• [Assigned task] Each record needs to be retyped exactly, though its pictures should not appear.

%%

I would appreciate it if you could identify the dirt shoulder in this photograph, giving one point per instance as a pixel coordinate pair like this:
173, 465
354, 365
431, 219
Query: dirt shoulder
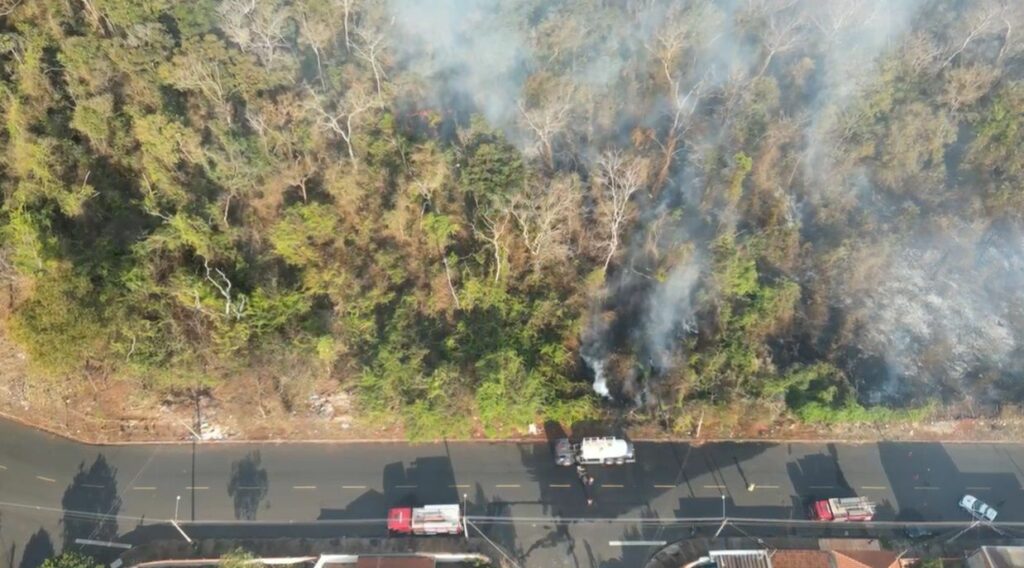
109, 410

%%

• [Your response]
I would appreciate it if you could identify the dirt shoulder in this photograph, giving one point per instance as a pixel coordinate pair like this:
173, 465
354, 365
431, 219
Query: dirt shoulder
109, 410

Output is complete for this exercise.